• [Short problem 1] How many lines of the rows below contain the string "wooden", matching case exactly? Reply with the number alone.
○ ○ ○
A look at the reality of Climate Change, also known as 'Global Warming', and what we all can expect as a result of our changing weather patterns. Climate Change affects everyone and we should all do our part to reduce our carbon footprint for the greater good of the planet in order to prevent, or at least reduce the number of, catastrophic weather events in our future.
The term 'global warming' is a bit misleading to some because they think that global warming means everyone will experience hotter summers and milder winters. Then, they look outside in the winter and see buckets of snow falling and ask, "Where’s this global warming I keep hearing about?" What they don't understand is that the overall average temperatures of the planet's atmosphere, land, and oceans are getting warmer and causing erratic weather patterns, including unusual snow storms. Some may experience mild winters in areas that are normally frigid, while others receive freak snowstorms and sub-zero temperatures that are very uncommon for that particular area.
○ ○ ○
• [Short problem 2] Which parts of the planet does the climate change text say have overall average temperatures that are getting warmer?

• [Data provided]
○ ○ ○
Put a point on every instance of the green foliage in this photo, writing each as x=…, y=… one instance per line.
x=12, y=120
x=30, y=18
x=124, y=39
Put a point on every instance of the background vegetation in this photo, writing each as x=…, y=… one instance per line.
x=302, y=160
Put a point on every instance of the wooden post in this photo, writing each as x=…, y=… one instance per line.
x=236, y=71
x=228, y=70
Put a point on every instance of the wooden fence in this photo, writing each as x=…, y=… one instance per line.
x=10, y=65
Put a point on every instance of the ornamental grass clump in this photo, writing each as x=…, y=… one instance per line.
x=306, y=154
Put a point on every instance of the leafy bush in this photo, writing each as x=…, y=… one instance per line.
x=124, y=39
○ ○ ○
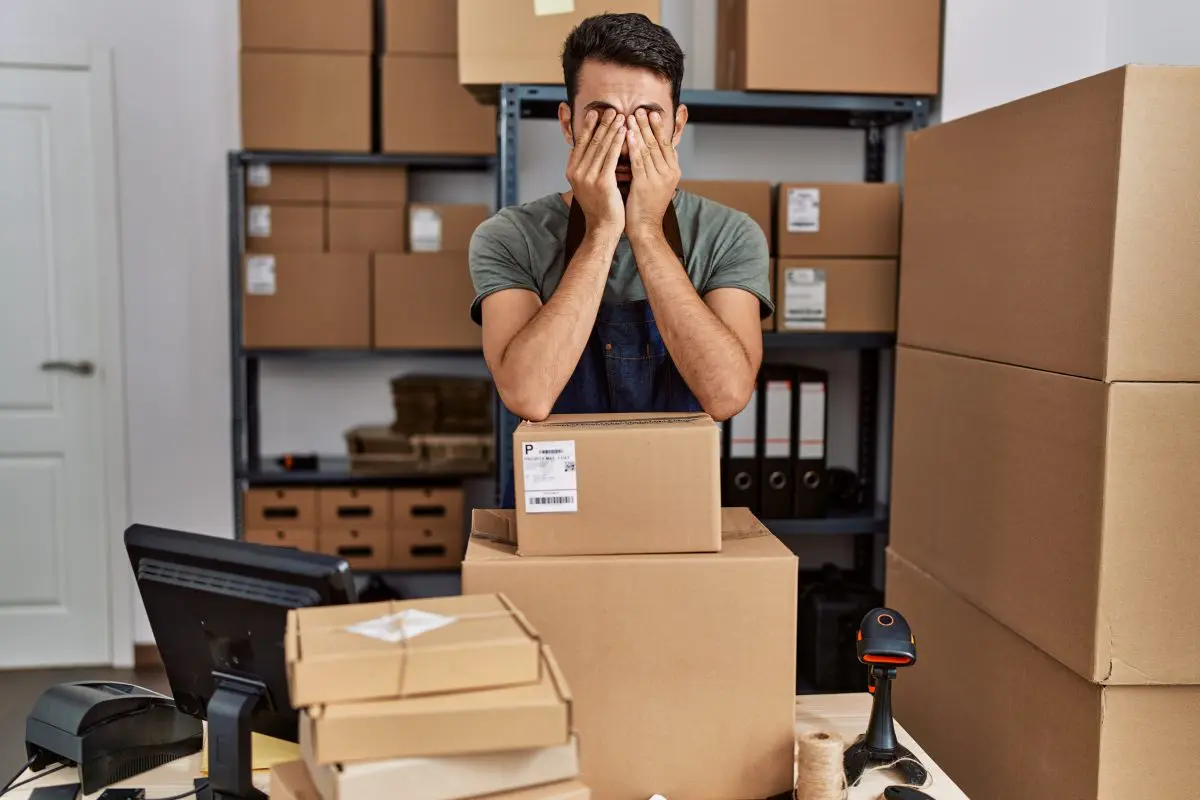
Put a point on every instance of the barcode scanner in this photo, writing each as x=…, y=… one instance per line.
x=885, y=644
○ ○ ○
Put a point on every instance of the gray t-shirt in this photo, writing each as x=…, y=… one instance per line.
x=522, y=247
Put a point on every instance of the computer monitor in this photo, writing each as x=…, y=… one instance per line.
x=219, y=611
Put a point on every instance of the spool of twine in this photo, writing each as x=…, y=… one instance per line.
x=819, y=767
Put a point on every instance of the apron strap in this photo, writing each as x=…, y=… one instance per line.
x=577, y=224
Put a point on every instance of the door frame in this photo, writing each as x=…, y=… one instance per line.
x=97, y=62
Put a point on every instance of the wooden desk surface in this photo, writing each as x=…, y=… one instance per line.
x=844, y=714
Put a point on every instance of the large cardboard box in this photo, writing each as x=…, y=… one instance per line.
○ ○ ○
• [Correct response 1] 3

• [Correct response 2] The atmosphere, land, and oceans.